● Task details:
Your response should consist solely of the lines from the one containing "find white car" through the end of the data, copied exactly.

[Spatial localization data]
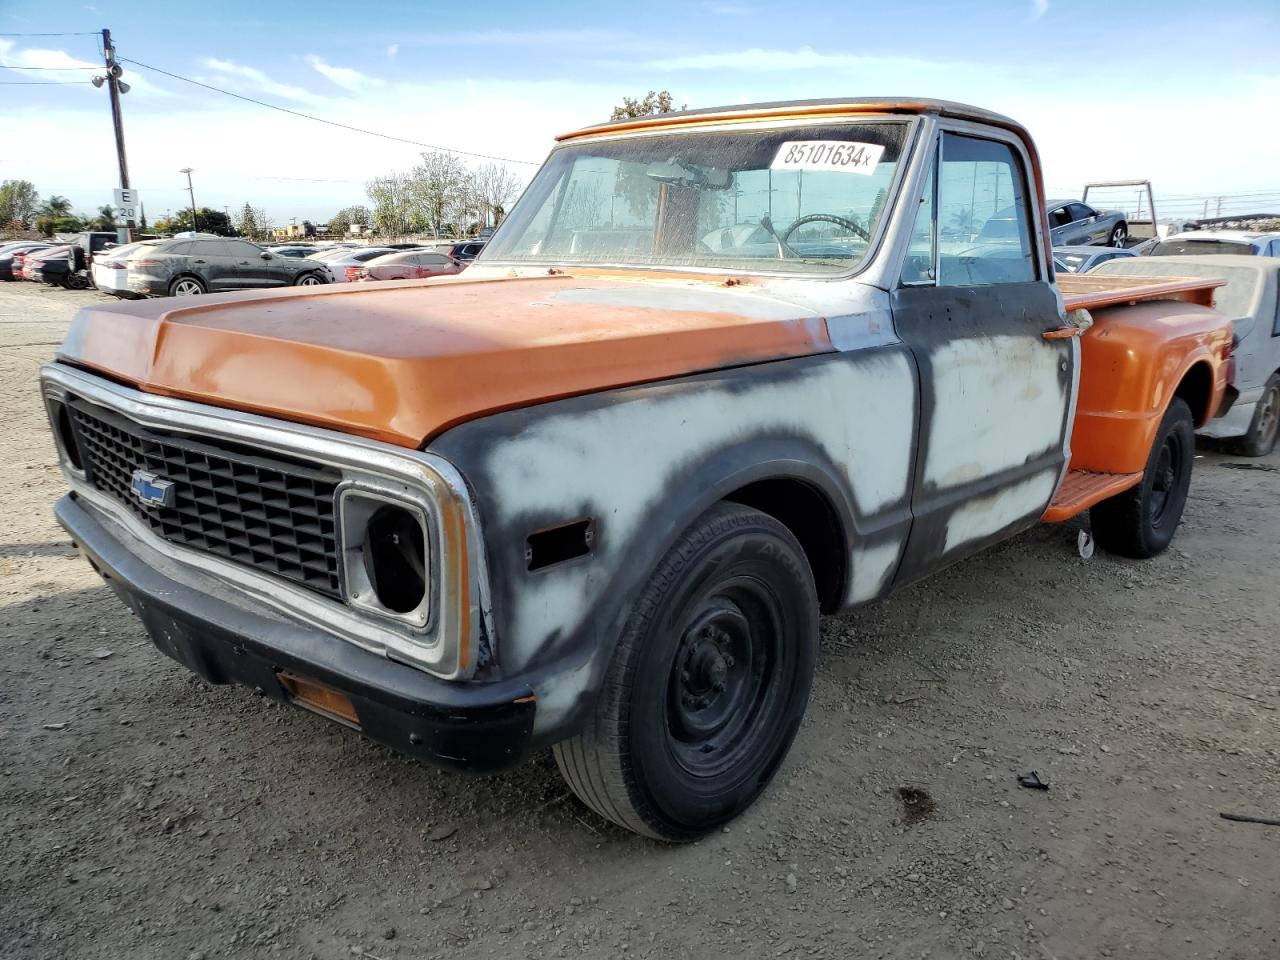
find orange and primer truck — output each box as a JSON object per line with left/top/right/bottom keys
{"left": 42, "top": 98, "right": 1232, "bottom": 840}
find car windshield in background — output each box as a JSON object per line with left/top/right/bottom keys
{"left": 1151, "top": 239, "right": 1255, "bottom": 256}
{"left": 1057, "top": 253, "right": 1089, "bottom": 271}
{"left": 484, "top": 121, "right": 911, "bottom": 274}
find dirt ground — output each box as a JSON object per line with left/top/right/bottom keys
{"left": 1, "top": 281, "right": 1277, "bottom": 960}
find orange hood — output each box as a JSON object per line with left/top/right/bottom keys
{"left": 57, "top": 273, "right": 834, "bottom": 447}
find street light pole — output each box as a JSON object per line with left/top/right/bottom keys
{"left": 101, "top": 28, "right": 133, "bottom": 243}
{"left": 180, "top": 168, "right": 198, "bottom": 231}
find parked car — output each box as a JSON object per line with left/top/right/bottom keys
{"left": 1045, "top": 199, "right": 1129, "bottom": 247}
{"left": 432, "top": 240, "right": 486, "bottom": 263}
{"left": 34, "top": 247, "right": 91, "bottom": 289}
{"left": 126, "top": 236, "right": 329, "bottom": 296}
{"left": 267, "top": 245, "right": 321, "bottom": 258}
{"left": 23, "top": 245, "right": 69, "bottom": 282}
{"left": 1145, "top": 230, "right": 1280, "bottom": 258}
{"left": 314, "top": 246, "right": 399, "bottom": 283}
{"left": 357, "top": 250, "right": 464, "bottom": 281}
{"left": 1053, "top": 245, "right": 1137, "bottom": 273}
{"left": 0, "top": 241, "right": 54, "bottom": 281}
{"left": 43, "top": 96, "right": 1233, "bottom": 841}
{"left": 1093, "top": 254, "right": 1280, "bottom": 455}
{"left": 92, "top": 240, "right": 162, "bottom": 298}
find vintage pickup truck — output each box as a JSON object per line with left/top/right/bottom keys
{"left": 42, "top": 98, "right": 1232, "bottom": 841}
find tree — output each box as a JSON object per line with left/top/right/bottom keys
{"left": 409, "top": 150, "right": 469, "bottom": 237}
{"left": 366, "top": 172, "right": 414, "bottom": 237}
{"left": 467, "top": 163, "right": 523, "bottom": 231}
{"left": 165, "top": 207, "right": 234, "bottom": 236}
{"left": 329, "top": 205, "right": 372, "bottom": 236}
{"left": 610, "top": 90, "right": 684, "bottom": 120}
{"left": 139, "top": 203, "right": 148, "bottom": 231}
{"left": 89, "top": 204, "right": 117, "bottom": 231}
{"left": 0, "top": 180, "right": 40, "bottom": 228}
{"left": 35, "top": 196, "right": 81, "bottom": 236}
{"left": 233, "top": 203, "right": 271, "bottom": 240}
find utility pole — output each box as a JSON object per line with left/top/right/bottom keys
{"left": 101, "top": 28, "right": 133, "bottom": 243}
{"left": 180, "top": 168, "right": 198, "bottom": 231}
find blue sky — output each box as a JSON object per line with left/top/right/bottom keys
{"left": 3, "top": 0, "right": 1278, "bottom": 224}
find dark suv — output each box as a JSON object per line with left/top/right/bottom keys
{"left": 128, "top": 236, "right": 328, "bottom": 297}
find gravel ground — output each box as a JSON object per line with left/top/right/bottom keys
{"left": 1, "top": 281, "right": 1277, "bottom": 960}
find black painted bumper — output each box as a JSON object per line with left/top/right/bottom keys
{"left": 55, "top": 493, "right": 536, "bottom": 773}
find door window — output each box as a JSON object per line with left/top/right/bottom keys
{"left": 941, "top": 133, "right": 1036, "bottom": 286}
{"left": 902, "top": 158, "right": 936, "bottom": 285}
{"left": 191, "top": 239, "right": 230, "bottom": 257}
{"left": 225, "top": 240, "right": 263, "bottom": 258}
{"left": 1049, "top": 206, "right": 1072, "bottom": 229}
{"left": 1067, "top": 203, "right": 1094, "bottom": 223}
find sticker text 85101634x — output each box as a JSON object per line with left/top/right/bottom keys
{"left": 770, "top": 141, "right": 886, "bottom": 175}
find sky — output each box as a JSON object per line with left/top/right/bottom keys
{"left": 2, "top": 0, "right": 1278, "bottom": 226}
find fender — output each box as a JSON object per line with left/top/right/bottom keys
{"left": 428, "top": 348, "right": 919, "bottom": 745}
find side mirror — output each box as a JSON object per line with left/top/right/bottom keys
{"left": 260, "top": 251, "right": 272, "bottom": 260}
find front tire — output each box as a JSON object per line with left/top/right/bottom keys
{"left": 1229, "top": 374, "right": 1280, "bottom": 457}
{"left": 1092, "top": 398, "right": 1194, "bottom": 558}
{"left": 554, "top": 502, "right": 819, "bottom": 841}
{"left": 294, "top": 272, "right": 325, "bottom": 286}
{"left": 1110, "top": 223, "right": 1128, "bottom": 247}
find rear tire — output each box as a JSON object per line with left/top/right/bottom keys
{"left": 554, "top": 502, "right": 819, "bottom": 841}
{"left": 1110, "top": 223, "right": 1128, "bottom": 248}
{"left": 1229, "top": 374, "right": 1280, "bottom": 457}
{"left": 169, "top": 276, "right": 206, "bottom": 297}
{"left": 1092, "top": 398, "right": 1194, "bottom": 558}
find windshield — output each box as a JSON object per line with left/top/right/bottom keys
{"left": 484, "top": 120, "right": 911, "bottom": 274}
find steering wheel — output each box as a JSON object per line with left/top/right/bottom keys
{"left": 781, "top": 213, "right": 869, "bottom": 244}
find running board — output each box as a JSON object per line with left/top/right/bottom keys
{"left": 1042, "top": 469, "right": 1144, "bottom": 523}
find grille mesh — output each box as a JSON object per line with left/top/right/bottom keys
{"left": 66, "top": 397, "right": 343, "bottom": 597}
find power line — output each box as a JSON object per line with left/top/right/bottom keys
{"left": 118, "top": 56, "right": 541, "bottom": 166}
{"left": 0, "top": 31, "right": 102, "bottom": 37}
{"left": 0, "top": 79, "right": 92, "bottom": 85}
{"left": 0, "top": 63, "right": 96, "bottom": 69}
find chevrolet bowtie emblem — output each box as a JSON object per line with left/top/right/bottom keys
{"left": 130, "top": 469, "right": 176, "bottom": 509}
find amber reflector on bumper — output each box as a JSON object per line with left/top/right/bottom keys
{"left": 277, "top": 671, "right": 360, "bottom": 727}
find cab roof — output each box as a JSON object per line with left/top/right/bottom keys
{"left": 557, "top": 96, "right": 1025, "bottom": 142}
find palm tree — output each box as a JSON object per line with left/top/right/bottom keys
{"left": 41, "top": 195, "right": 73, "bottom": 216}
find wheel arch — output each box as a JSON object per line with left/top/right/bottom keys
{"left": 1173, "top": 358, "right": 1216, "bottom": 427}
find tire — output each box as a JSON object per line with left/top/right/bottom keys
{"left": 294, "top": 272, "right": 325, "bottom": 286}
{"left": 1110, "top": 222, "right": 1128, "bottom": 248}
{"left": 1229, "top": 374, "right": 1280, "bottom": 458}
{"left": 553, "top": 502, "right": 819, "bottom": 841}
{"left": 1091, "top": 398, "right": 1195, "bottom": 558}
{"left": 169, "top": 275, "right": 206, "bottom": 297}
{"left": 63, "top": 273, "right": 90, "bottom": 290}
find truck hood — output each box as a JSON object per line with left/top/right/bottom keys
{"left": 57, "top": 273, "right": 834, "bottom": 447}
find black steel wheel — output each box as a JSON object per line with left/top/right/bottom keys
{"left": 1092, "top": 397, "right": 1194, "bottom": 558}
{"left": 554, "top": 502, "right": 818, "bottom": 841}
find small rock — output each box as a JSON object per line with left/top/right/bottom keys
{"left": 42, "top": 722, "right": 67, "bottom": 731}
{"left": 187, "top": 952, "right": 205, "bottom": 960}
{"left": 474, "top": 879, "right": 493, "bottom": 891}
{"left": 383, "top": 927, "right": 396, "bottom": 940}
{"left": 427, "top": 823, "right": 457, "bottom": 842}
{"left": 1002, "top": 898, "right": 1015, "bottom": 910}
{"left": 92, "top": 648, "right": 114, "bottom": 660}
{"left": 784, "top": 873, "right": 798, "bottom": 892}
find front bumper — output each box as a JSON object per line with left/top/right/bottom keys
{"left": 56, "top": 493, "right": 536, "bottom": 773}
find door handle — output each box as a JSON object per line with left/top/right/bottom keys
{"left": 1043, "top": 326, "right": 1082, "bottom": 340}
{"left": 193, "top": 259, "right": 205, "bottom": 264}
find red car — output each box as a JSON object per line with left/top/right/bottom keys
{"left": 356, "top": 250, "right": 464, "bottom": 282}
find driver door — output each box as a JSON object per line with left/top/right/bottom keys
{"left": 891, "top": 128, "right": 1076, "bottom": 583}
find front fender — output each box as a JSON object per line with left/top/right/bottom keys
{"left": 428, "top": 349, "right": 918, "bottom": 744}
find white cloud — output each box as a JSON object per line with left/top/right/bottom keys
{"left": 202, "top": 57, "right": 327, "bottom": 106}
{"left": 305, "top": 55, "right": 383, "bottom": 93}
{"left": 646, "top": 45, "right": 939, "bottom": 72}
{"left": 387, "top": 43, "right": 399, "bottom": 58}
{"left": 1031, "top": 0, "right": 1049, "bottom": 20}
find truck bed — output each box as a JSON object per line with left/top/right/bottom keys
{"left": 1057, "top": 274, "right": 1225, "bottom": 312}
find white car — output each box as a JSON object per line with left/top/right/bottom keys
{"left": 1147, "top": 230, "right": 1280, "bottom": 258}
{"left": 313, "top": 246, "right": 399, "bottom": 283}
{"left": 91, "top": 240, "right": 162, "bottom": 298}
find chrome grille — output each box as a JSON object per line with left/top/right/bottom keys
{"left": 66, "top": 397, "right": 343, "bottom": 597}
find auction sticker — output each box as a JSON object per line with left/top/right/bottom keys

● Solution for this task:
find white car — output each box as a JSON object per line with left/top/right/bottom keys
{"left": 1147, "top": 230, "right": 1280, "bottom": 258}
{"left": 313, "top": 246, "right": 399, "bottom": 283}
{"left": 91, "top": 240, "right": 162, "bottom": 298}
find chrome grille — output each box as a JSON object per line with left/top/right/bottom keys
{"left": 66, "top": 397, "right": 343, "bottom": 597}
find auction sticker — output each box as a JSON object per line with left/top/right/bottom keys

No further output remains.